Testo del documento ::

--------------------------------------------------

Tra i caffè letterari e le boutique di Saint-Germain-des-Prés, storico quartiere di Parigi, un uomo dall’aria smaliziata cammina portandosi dietro un pacco di giornali, mentre il suo tipico “Ça y est!” (È fatta) risuona tra le strade strette. Ali Akbar, nato a Rawalpindi, in Pakistan, è un uomo sorridente che da cinquant’anni vende giornali per strada. A volte condisce la sua offerta con storie inventate. “Ça y est! La guerra è finita e Putin chiede scusa!” è stata una delle ultime trovate, che ha suscitato risate a denti stretti tra i passanti.

Dal Café de Flore alla Brasserie Lipp, due ritrovi parigini in cui la cucina e la cultura si mescolano, Akbar porta avanti un mestiere in via di estinzione, vendendo un prodotto in eterna crisi. Oggi è considerato l’ultimo strillone di Francia.

La professione di Akbar aveva raggiunto l’apice proprio negli anni sessanta a Parigi, dove l’attrice Jean Seberg fu immortalata mentre portava dei giornali sottobraccio urlando “New York Herald Tribune!” sugli Champs-Élysées rincorsa da Jean-Paul Belmondo. In Fino all’ultimo respiro, il film di Jean-Luc Godard, nessuno compra il Tribune a parte Belmondo, infelice perché il giornale non ha un oroscopo e ancora più per l’inefficacia del suo fascino su Seberg, ennesima straniera innamorata di Parigi che cerca di guadagnarsi da vivere come può.

Akbar rientra nella stessa tradizione. Con perseveranza e buon umore, negli anni è diventato “parte del tessuto culturale di Parigi”, osserva David-Hervé Boutin, imprenditore del mondo dell’arte.

--------------------------------------------------

Record forniti ::
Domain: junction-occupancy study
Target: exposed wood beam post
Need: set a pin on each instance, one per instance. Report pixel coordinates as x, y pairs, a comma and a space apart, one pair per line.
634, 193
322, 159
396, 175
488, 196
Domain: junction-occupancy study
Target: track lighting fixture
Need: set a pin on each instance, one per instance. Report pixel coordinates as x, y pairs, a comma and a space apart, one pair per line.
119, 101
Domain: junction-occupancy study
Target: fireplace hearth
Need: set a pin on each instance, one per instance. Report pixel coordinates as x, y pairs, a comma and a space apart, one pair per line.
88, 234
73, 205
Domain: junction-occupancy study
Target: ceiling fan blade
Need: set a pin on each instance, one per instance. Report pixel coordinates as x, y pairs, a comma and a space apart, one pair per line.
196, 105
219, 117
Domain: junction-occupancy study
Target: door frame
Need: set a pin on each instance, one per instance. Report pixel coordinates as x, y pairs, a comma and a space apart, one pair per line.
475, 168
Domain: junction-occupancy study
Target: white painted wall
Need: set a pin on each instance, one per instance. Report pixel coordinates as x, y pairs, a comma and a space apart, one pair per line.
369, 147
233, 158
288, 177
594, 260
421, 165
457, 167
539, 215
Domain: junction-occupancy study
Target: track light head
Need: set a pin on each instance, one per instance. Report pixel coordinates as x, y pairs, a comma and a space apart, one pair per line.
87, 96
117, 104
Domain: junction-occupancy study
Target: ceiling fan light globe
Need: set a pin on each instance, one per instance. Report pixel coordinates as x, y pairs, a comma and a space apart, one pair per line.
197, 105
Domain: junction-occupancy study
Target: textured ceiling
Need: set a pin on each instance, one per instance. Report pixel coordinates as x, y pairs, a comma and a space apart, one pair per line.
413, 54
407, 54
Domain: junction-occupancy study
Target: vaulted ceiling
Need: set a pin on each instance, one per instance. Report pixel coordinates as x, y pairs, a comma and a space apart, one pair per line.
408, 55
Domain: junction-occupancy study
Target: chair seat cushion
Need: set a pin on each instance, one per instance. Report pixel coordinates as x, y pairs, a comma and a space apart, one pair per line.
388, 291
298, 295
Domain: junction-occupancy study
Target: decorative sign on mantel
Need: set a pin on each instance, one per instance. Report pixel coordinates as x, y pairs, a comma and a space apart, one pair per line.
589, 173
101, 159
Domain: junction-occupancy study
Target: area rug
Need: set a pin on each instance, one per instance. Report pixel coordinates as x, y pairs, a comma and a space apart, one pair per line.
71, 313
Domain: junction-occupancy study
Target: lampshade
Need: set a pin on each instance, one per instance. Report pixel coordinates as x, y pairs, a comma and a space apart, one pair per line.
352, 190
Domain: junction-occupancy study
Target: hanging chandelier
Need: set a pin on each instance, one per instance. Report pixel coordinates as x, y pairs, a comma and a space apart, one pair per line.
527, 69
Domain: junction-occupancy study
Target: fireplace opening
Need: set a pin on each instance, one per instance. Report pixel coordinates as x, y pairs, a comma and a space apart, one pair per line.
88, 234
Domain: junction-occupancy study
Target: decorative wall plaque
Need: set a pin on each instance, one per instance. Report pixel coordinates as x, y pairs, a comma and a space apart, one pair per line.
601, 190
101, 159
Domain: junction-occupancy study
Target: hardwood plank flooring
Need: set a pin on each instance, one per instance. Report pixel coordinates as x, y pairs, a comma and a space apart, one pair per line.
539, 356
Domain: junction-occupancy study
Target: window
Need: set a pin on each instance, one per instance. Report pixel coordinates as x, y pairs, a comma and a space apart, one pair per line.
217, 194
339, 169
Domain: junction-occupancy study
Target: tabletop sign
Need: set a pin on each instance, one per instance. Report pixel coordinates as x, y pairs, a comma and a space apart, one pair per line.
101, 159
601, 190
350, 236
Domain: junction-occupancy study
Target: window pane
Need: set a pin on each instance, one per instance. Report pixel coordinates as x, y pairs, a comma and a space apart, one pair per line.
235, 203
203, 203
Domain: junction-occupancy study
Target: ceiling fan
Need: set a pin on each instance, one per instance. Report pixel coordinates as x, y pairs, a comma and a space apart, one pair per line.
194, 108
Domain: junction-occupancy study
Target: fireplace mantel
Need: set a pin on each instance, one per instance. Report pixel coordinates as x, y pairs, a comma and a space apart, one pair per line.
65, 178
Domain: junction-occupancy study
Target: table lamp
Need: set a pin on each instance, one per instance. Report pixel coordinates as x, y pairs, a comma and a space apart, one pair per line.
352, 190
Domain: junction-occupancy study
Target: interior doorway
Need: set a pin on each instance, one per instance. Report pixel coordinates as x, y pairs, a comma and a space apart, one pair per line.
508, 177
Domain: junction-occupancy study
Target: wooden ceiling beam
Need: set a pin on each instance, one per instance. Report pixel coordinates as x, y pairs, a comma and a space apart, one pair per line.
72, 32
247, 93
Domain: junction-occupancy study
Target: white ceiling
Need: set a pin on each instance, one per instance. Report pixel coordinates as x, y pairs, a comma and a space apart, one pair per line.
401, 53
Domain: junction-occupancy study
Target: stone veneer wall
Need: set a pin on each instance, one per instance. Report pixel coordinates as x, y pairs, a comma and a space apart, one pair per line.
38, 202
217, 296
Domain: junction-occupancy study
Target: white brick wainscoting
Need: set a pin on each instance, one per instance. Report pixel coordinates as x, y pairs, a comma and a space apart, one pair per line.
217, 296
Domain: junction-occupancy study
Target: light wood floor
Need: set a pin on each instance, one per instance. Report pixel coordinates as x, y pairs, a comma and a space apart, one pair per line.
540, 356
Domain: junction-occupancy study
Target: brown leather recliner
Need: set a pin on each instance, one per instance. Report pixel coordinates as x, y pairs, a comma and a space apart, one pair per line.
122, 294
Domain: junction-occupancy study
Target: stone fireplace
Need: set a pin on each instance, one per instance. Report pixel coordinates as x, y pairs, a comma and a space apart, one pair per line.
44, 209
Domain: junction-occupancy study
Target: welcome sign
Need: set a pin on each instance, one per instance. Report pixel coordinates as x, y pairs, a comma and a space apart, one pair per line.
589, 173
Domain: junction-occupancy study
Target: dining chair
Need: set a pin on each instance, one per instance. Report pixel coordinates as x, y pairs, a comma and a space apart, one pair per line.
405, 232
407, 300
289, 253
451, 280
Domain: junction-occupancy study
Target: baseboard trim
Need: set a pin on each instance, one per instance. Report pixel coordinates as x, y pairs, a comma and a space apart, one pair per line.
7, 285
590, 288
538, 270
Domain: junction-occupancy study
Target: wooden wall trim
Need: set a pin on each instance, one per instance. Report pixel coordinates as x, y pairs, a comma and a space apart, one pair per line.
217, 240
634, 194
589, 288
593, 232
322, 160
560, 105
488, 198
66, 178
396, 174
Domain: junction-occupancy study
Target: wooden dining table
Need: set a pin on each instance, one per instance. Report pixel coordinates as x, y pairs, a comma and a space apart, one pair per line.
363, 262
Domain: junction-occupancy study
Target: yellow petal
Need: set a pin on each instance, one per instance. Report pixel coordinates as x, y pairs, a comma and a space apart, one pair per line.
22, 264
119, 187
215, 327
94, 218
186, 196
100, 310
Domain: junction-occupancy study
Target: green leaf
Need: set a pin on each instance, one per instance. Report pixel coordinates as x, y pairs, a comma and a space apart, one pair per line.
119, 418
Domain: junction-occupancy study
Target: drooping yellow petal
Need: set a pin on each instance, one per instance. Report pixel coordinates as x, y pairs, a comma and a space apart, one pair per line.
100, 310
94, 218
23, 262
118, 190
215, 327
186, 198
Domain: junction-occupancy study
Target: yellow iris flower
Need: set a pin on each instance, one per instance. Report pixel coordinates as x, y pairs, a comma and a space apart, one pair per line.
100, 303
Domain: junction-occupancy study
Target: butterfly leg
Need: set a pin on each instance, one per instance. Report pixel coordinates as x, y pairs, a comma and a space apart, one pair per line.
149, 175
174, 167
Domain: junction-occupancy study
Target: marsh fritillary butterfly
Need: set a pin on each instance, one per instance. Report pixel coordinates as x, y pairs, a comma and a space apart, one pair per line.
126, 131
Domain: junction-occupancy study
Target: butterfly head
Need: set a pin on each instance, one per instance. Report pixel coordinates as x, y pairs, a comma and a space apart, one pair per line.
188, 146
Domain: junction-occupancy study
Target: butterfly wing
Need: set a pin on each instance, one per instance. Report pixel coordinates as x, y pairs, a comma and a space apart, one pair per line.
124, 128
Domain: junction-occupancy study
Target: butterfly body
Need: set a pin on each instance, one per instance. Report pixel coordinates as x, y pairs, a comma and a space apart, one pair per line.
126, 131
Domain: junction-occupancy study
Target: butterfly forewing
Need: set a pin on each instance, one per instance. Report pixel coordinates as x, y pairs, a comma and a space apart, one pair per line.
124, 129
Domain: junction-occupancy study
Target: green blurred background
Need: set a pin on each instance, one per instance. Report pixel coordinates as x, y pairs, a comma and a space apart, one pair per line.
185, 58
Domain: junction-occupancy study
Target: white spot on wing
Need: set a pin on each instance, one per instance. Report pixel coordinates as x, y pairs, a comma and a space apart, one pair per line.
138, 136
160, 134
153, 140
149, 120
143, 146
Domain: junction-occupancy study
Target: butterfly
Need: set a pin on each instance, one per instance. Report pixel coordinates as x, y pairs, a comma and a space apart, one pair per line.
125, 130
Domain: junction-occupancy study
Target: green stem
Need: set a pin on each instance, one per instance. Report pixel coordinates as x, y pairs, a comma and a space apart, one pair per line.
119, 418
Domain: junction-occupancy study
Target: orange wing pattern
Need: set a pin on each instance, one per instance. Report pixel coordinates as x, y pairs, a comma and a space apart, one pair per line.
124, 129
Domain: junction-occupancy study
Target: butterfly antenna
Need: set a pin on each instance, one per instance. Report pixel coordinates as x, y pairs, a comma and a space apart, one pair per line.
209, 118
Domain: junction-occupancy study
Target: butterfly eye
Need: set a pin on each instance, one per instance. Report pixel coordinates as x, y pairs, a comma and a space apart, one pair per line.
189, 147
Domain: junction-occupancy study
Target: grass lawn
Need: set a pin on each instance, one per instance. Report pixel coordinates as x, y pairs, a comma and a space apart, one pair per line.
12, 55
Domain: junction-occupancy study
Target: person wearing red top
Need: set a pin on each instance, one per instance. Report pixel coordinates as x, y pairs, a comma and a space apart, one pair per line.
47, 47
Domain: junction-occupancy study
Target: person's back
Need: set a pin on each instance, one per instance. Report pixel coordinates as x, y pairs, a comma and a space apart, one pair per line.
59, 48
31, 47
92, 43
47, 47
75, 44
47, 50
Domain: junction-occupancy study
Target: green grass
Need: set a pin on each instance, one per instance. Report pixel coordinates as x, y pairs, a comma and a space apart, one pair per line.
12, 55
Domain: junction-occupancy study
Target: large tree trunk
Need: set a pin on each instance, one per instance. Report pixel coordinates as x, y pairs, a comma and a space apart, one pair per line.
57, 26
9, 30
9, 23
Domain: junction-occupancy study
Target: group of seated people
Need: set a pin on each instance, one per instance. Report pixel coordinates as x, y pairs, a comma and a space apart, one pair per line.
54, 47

--------------------------------------------------

Istruzioni ::
#1 Nel testo su Ali Akbar, in quale città pakistana risulta nato il venditore di giornali?
#2 Riprendi il testo su Ali Akbar e proseguilo a partire dall'ultima frase riportata.

Risposte all'esercizio ::
#1 A Rawalpindi.

#2
Akbar è così popolare che di recente il presidente francese Emmanuel Macron ha deciso di premiarlo con la legion d’onore, il più alto ordine di merito della repubblica, che gli sarà consegnato al palazzo dell’Eliseo.

“Forse mi aiuterà a ottenere un passaporto francese”, dice Akbar. Dopo una vita piena di difficoltà, oggi ha una visione inevitabilmente fosca dell’esistenza. Ha un permesso di soggiorno, ma la sua pratica per la cittadinanza è annegata nella burocrazia francese.

Akbar si muove con grande agilità. A 72 anni è ancora pieno di energia. Macina chilometri al giorno vendendo Le Monde, Les Échos e altri quotidiani, da mezzogiorno a mezzanotte. Contrario al digitale, è diventato un creatore di relazioni umane in un quartiere un tempo adorato da Sartre e Hemingway e oggi inondato di turisti.

“Come stai, caro Ali?”, gli chiede in un pomeriggio di metà luglio la psicoterapeuta Véronique Voss entrando nel Café Fleurus, vicino al Jardin du Luxembourg. “Ieri ero preoccupata per te, perché faceva molto caldo”. Ma l’afa non ostacola Akbar, che ha visto di peggio. Ringrazia Voss con un sorriso e si toglie il cappello blu con la scritta Le Monde. “Quando non hai niente, prendi quello che puoi”, mi spiega. “Io non avevo nulla”.

La tappa successiva del giro di Akbar è un bar italiano, dove Jean-Philippe Bouyer, stilista che ha lavorato per Dior, lo saluta calorosamente. “Ali è indispensabile”, sottolinea Bouyer. “Emana qualcosa di molto positivo e raro nella nostra epoca. Ha mantenuto l’animo di un bambino”.

Biografia

1953 Nasce a Rawalpindi, in Pakistan.
1971 Lascia il paese per cercare fortuna in Europa, ma è costretto a tornare in Pakistan per problemi con il visto.
1973 Si trasferisce a Parigi.
1974 Comincia a vendere i giornali per strada.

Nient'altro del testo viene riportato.